데이터셋 항목:
::::::::

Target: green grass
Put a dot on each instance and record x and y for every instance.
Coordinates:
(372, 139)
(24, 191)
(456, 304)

::::::::

- 할 일
위 레코드에서 "record"라는 단어가 들어 있는 줄을 모두 골라 그대로 옮겨 적어 주시겠어요? 대소문자는 구분합니다.

- 연습 출력
Put a dot on each instance and record x and y for every instance.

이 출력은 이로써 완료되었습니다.